### Goal
Rewrite the entries as a numbered list, starting at the first line and ending at the line that contains "M168 168L163 179L174". Leave out any blank lines.

Outline records:
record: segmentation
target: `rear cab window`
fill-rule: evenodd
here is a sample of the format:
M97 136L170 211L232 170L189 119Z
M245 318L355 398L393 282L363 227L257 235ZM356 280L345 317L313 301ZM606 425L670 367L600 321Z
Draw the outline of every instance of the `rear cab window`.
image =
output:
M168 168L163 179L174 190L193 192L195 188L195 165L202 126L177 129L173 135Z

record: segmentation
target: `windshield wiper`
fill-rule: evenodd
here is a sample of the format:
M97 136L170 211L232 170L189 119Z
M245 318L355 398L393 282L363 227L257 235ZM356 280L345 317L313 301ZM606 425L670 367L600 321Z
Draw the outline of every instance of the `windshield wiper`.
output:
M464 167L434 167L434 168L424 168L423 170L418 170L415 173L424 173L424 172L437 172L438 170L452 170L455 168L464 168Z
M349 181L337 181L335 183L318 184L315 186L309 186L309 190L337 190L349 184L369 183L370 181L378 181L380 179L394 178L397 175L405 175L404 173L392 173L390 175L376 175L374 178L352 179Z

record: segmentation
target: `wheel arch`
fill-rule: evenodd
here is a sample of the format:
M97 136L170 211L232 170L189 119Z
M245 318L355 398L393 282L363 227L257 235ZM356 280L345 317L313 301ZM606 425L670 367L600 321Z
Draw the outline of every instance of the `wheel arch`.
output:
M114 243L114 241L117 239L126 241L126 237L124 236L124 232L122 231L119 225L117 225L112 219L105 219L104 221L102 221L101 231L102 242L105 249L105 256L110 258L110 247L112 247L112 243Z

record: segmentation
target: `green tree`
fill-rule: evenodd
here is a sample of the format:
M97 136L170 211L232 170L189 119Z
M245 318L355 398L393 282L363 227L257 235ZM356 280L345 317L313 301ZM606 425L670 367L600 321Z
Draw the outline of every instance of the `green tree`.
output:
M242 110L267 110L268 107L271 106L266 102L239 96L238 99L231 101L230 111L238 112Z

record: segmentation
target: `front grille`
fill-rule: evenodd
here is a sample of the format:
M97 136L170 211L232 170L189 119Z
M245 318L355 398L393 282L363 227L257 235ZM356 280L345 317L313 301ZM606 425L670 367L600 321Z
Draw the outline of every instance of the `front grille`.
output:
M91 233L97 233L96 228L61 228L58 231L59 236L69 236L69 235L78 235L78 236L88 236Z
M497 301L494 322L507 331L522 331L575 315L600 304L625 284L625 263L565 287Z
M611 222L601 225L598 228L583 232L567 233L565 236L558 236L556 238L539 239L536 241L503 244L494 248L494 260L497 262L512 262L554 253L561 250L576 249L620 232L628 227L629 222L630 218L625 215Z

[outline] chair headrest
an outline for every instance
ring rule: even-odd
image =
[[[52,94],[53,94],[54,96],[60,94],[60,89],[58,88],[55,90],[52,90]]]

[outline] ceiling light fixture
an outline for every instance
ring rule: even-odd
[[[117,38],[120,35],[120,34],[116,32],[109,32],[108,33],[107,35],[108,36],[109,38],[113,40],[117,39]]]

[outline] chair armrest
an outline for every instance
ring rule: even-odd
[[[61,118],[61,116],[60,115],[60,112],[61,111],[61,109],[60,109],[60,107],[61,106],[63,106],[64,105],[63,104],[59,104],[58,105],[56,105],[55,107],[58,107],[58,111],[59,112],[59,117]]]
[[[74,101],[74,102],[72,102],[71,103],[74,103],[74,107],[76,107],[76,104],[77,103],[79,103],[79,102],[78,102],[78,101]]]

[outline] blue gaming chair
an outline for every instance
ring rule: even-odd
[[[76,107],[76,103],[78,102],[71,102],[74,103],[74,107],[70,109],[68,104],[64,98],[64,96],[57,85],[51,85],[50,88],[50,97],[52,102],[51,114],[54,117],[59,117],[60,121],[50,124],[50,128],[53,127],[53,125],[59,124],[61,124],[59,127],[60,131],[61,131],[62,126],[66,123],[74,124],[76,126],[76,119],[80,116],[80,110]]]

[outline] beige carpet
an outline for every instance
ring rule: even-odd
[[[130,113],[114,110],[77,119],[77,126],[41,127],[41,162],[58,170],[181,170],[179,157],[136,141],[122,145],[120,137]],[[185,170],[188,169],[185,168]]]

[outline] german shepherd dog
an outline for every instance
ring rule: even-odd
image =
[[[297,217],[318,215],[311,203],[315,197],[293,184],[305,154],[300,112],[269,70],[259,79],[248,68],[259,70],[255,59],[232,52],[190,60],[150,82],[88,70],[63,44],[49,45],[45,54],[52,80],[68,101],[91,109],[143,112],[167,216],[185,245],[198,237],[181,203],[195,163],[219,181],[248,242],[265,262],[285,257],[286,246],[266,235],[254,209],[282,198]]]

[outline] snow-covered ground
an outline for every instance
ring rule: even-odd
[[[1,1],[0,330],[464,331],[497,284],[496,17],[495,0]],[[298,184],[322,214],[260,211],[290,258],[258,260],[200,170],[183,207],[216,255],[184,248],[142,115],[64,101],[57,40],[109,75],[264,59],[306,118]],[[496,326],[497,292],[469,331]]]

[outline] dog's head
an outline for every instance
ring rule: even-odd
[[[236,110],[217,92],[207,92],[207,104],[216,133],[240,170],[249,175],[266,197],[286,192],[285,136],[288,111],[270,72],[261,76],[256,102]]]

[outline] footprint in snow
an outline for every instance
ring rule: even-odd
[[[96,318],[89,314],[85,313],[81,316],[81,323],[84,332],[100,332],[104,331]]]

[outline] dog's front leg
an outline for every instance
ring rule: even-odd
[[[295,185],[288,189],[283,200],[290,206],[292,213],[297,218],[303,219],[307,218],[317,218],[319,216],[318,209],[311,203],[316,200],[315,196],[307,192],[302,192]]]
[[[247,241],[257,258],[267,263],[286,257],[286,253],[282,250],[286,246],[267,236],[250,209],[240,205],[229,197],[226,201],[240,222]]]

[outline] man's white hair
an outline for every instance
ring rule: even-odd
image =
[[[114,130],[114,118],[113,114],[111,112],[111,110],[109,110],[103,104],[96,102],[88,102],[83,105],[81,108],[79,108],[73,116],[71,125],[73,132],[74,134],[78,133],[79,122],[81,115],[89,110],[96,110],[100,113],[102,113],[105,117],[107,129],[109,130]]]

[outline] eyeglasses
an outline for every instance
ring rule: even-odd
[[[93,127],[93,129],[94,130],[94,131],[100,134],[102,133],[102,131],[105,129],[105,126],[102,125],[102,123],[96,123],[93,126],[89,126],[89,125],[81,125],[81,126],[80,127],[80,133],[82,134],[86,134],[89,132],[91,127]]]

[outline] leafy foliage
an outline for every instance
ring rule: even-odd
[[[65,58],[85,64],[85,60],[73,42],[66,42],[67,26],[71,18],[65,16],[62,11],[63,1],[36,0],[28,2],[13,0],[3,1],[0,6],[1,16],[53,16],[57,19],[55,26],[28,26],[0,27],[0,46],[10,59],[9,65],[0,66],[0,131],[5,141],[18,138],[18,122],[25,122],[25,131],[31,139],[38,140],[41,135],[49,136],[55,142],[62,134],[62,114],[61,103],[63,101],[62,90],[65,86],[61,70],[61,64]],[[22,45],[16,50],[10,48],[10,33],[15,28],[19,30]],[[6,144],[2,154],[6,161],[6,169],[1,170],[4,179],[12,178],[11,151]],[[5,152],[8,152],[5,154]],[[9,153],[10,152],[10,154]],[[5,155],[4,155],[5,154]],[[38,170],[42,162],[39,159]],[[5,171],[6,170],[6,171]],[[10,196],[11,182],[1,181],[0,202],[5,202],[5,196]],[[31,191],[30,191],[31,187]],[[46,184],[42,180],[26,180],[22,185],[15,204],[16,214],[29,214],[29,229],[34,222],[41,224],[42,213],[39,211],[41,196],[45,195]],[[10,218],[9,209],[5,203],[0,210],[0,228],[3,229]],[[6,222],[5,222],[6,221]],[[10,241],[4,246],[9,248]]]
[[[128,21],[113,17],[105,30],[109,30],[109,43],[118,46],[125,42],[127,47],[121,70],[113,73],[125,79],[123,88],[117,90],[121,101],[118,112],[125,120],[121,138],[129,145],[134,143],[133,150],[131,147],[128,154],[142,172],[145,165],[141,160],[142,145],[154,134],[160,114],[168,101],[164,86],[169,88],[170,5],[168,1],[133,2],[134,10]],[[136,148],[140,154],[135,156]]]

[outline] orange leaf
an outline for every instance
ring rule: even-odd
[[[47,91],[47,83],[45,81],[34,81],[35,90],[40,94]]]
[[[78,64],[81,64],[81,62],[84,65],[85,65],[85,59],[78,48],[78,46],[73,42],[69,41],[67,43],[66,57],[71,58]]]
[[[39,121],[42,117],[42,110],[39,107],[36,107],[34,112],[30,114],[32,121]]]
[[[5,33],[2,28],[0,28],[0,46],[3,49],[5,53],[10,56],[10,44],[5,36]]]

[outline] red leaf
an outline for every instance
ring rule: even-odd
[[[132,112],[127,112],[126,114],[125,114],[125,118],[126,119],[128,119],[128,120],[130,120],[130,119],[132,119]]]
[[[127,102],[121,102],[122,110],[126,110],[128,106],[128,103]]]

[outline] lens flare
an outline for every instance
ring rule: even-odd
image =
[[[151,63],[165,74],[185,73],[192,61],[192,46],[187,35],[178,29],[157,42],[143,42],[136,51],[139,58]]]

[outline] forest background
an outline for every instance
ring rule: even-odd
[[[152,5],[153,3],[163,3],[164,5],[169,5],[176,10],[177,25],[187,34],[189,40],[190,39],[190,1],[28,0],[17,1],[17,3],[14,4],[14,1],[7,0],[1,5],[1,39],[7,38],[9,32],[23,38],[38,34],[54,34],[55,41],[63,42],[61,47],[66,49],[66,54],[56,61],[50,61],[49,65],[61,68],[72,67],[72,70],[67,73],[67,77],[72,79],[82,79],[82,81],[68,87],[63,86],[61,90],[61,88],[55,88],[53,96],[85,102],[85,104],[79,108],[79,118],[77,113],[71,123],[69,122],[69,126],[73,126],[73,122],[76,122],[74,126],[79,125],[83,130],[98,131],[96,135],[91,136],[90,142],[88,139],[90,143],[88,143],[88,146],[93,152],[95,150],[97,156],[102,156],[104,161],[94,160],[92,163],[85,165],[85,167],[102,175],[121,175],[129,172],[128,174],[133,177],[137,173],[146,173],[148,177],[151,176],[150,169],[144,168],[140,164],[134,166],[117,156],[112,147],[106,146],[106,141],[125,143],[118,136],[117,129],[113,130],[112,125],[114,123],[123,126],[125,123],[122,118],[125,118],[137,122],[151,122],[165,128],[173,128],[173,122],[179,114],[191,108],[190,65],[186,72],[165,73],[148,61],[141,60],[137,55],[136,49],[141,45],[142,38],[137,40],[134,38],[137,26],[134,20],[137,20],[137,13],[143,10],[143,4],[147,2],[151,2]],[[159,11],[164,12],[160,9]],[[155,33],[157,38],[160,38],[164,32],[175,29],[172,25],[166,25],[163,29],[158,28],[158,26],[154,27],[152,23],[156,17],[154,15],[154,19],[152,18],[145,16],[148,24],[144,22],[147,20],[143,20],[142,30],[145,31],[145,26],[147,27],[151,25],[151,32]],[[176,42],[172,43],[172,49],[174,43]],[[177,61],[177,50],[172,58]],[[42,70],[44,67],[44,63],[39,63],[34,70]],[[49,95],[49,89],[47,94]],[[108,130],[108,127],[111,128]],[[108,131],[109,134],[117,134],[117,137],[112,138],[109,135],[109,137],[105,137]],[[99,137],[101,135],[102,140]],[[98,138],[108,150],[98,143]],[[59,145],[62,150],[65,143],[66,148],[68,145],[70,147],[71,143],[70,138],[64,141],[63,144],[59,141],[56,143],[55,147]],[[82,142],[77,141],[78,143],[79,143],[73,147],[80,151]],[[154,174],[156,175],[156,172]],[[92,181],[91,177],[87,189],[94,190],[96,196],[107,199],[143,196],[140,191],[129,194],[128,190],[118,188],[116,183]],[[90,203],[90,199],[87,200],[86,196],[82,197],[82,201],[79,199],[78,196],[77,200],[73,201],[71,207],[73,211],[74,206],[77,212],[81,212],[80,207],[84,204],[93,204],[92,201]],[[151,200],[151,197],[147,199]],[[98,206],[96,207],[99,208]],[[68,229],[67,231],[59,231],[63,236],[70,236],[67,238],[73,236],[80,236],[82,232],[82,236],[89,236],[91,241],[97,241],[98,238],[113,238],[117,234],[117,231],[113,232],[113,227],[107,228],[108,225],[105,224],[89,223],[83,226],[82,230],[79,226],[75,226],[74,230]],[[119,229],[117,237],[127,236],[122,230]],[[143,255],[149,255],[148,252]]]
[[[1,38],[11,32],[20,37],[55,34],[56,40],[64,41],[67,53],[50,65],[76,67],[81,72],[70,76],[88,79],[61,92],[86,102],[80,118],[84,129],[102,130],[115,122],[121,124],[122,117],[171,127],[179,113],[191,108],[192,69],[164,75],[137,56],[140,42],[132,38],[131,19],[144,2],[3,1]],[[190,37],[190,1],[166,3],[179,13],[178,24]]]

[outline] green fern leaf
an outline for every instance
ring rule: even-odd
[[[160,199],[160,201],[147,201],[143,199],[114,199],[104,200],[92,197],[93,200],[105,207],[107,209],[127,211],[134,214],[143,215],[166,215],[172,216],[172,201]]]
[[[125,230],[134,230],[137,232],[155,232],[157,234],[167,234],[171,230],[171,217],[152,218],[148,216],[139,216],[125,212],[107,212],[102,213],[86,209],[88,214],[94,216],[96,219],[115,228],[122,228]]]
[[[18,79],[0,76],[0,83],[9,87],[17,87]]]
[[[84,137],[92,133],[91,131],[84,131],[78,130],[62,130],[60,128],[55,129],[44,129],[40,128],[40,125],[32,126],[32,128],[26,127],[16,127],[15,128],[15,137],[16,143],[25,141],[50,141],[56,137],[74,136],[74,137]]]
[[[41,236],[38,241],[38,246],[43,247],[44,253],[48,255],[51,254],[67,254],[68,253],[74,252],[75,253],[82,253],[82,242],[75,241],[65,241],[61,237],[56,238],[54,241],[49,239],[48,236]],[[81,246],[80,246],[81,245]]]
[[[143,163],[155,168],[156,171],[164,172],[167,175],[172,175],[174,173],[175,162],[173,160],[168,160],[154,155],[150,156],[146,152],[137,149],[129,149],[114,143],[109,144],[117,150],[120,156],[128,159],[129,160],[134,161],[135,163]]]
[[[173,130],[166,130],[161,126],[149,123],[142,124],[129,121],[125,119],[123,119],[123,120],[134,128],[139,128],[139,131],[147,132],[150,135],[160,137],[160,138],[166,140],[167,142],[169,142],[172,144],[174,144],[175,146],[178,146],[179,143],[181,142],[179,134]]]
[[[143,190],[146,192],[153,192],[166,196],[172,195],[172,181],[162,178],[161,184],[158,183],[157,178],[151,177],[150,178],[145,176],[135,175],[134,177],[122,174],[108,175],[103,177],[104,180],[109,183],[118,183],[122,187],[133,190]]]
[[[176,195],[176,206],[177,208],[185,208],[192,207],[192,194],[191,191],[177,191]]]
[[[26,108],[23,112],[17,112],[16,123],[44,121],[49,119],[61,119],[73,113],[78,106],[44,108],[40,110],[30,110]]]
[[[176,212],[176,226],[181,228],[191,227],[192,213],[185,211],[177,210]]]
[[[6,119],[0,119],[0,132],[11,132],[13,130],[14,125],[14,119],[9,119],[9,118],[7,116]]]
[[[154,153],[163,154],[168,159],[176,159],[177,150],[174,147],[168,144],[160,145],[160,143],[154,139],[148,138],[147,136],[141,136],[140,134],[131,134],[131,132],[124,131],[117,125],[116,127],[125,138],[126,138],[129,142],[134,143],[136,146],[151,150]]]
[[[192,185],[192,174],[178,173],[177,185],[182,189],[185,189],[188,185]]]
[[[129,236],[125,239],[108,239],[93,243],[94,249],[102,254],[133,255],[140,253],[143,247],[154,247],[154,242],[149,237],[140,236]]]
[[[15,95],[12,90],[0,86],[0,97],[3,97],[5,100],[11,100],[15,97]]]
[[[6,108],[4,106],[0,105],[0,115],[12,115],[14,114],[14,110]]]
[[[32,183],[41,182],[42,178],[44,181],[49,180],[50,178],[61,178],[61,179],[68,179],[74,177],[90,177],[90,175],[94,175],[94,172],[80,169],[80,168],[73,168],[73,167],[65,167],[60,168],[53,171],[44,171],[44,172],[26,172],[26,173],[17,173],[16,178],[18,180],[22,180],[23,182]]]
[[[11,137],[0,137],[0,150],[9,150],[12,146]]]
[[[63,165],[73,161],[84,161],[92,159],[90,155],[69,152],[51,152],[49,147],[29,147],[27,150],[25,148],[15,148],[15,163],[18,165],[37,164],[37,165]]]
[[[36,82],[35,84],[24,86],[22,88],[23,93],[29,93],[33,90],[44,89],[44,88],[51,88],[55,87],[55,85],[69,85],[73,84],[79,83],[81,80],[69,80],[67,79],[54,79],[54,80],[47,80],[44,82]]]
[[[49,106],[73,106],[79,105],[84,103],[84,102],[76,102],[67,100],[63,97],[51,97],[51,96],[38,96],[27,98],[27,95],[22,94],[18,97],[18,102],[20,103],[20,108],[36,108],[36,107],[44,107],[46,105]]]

### Correct answer
1. record: segmentation
2. target: `rear cab window`
3. fill-rule: evenodd
4. here is a sample of the format:
5. M97 136L170 211L232 170L189 119Z
6. M245 318L355 398L393 282L363 227L257 235ZM356 280L345 317L313 301ZM606 425L670 367L600 321Z
7. Draw the outline of every instance of the `rear cab window`.
8. image =
9. output:
10. M168 168L163 179L174 190L193 192L195 188L195 165L202 126L177 129L173 135Z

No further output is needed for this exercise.